The problem | All records, exactly as written, minus the pictures: copy them out.

[Start of section]

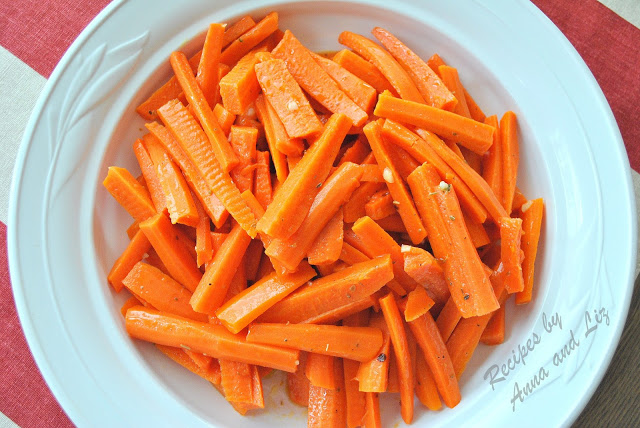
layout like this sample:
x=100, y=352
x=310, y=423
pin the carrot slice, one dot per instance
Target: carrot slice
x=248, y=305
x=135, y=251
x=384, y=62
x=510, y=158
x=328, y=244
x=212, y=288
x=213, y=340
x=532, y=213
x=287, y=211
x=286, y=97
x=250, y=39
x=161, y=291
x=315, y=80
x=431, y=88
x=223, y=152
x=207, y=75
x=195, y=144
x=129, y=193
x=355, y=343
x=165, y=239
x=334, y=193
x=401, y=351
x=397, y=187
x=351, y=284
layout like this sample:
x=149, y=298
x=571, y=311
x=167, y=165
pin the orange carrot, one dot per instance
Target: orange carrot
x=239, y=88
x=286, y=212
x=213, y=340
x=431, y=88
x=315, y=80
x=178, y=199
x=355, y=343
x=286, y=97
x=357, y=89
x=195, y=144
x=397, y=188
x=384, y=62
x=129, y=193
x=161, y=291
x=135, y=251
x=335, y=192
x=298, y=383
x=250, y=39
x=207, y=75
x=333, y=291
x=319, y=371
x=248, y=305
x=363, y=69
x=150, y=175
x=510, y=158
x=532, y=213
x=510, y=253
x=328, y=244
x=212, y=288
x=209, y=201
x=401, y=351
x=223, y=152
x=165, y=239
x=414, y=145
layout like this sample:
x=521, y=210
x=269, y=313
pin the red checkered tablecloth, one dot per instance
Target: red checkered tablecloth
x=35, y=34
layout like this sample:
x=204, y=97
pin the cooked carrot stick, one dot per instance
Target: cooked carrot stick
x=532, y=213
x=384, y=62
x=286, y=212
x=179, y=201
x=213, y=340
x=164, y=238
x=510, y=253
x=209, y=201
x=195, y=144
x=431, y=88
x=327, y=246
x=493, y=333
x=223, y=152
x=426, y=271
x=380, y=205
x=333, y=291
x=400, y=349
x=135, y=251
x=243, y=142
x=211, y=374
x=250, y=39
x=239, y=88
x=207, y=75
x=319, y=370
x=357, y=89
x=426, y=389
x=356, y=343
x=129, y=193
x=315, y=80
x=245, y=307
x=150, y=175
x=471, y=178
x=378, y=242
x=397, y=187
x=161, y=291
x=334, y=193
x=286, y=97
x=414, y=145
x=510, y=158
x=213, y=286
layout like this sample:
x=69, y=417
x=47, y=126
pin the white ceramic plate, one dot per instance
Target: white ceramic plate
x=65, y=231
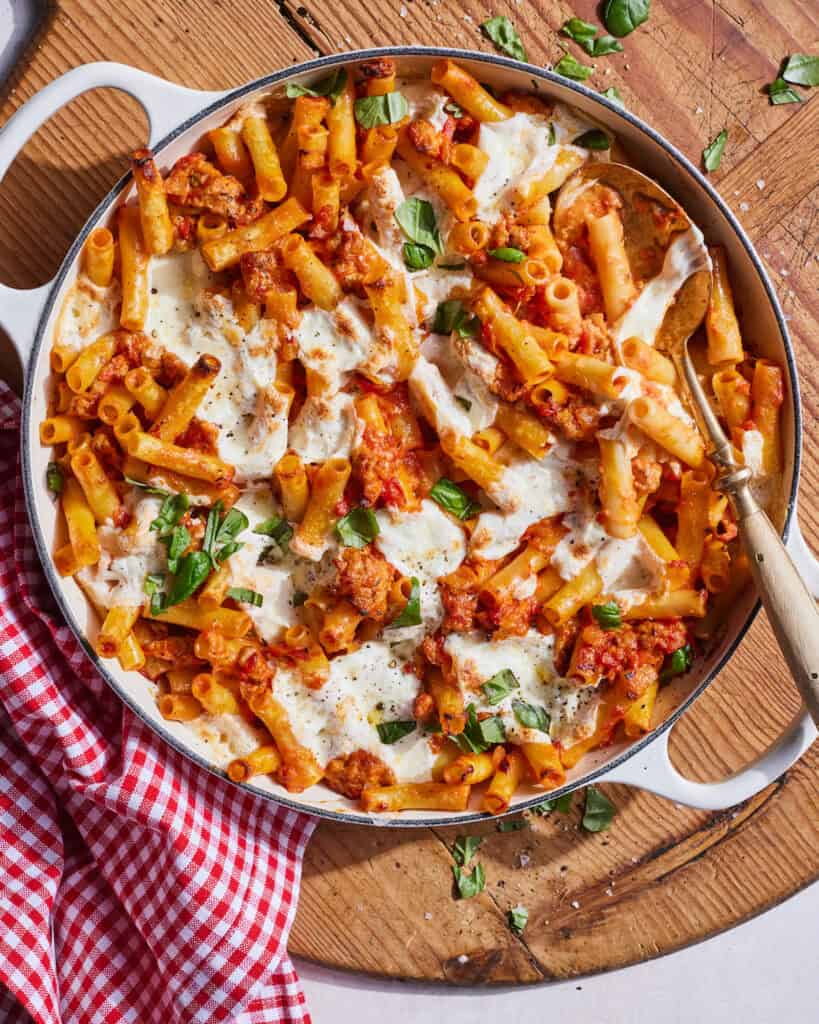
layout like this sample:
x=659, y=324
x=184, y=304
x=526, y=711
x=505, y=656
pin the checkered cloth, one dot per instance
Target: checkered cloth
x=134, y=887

[End of section]

Answer to the exercise |
layout like this sample:
x=100, y=352
x=310, y=423
pin the carrot slice, one dot per instance
Target: carrot slice
x=248, y=305
x=135, y=251
x=384, y=62
x=510, y=158
x=328, y=244
x=212, y=288
x=213, y=340
x=532, y=213
x=287, y=211
x=286, y=97
x=250, y=39
x=161, y=291
x=315, y=80
x=431, y=88
x=223, y=152
x=207, y=75
x=195, y=144
x=129, y=193
x=355, y=343
x=165, y=239
x=334, y=193
x=401, y=351
x=397, y=187
x=351, y=284
layout like this sample:
x=149, y=298
x=571, y=311
x=167, y=165
pin the orange carrot, one dot per instance
Target: orange carrot
x=239, y=88
x=286, y=212
x=213, y=340
x=431, y=88
x=315, y=80
x=178, y=199
x=355, y=343
x=286, y=97
x=357, y=89
x=195, y=144
x=397, y=188
x=384, y=62
x=129, y=193
x=161, y=291
x=135, y=251
x=335, y=192
x=298, y=383
x=250, y=39
x=207, y=75
x=333, y=291
x=319, y=371
x=248, y=305
x=363, y=69
x=150, y=175
x=510, y=158
x=532, y=213
x=510, y=253
x=328, y=244
x=212, y=288
x=209, y=201
x=401, y=351
x=223, y=152
x=165, y=239
x=414, y=145
layout like this sample:
x=521, y=210
x=269, y=313
pin the red checkered tablecloth, one dot per instance
Target: red checkered tablecloth
x=35, y=34
layout like this sample:
x=204, y=97
pin the cooked carrot stick, one dot per instance
Target: cooked carrot stick
x=532, y=213
x=384, y=62
x=286, y=212
x=179, y=201
x=213, y=340
x=164, y=238
x=510, y=253
x=209, y=201
x=195, y=144
x=431, y=88
x=327, y=246
x=493, y=333
x=223, y=152
x=426, y=271
x=380, y=205
x=333, y=291
x=400, y=349
x=135, y=251
x=243, y=142
x=211, y=374
x=250, y=39
x=239, y=88
x=207, y=75
x=319, y=370
x=357, y=89
x=426, y=389
x=356, y=343
x=129, y=193
x=315, y=80
x=245, y=307
x=150, y=175
x=471, y=178
x=378, y=242
x=397, y=187
x=161, y=291
x=334, y=193
x=286, y=97
x=414, y=145
x=510, y=158
x=213, y=286
layout like this sample:
x=69, y=417
x=47, y=126
pin the white ceramic plate, one dot per instance
Target: white ceramic plate
x=65, y=231
layout like this sample:
x=659, y=324
x=184, y=304
x=526, y=711
x=505, y=656
pin the checkered cloth, one dot per instance
Target: checkered cloth
x=134, y=887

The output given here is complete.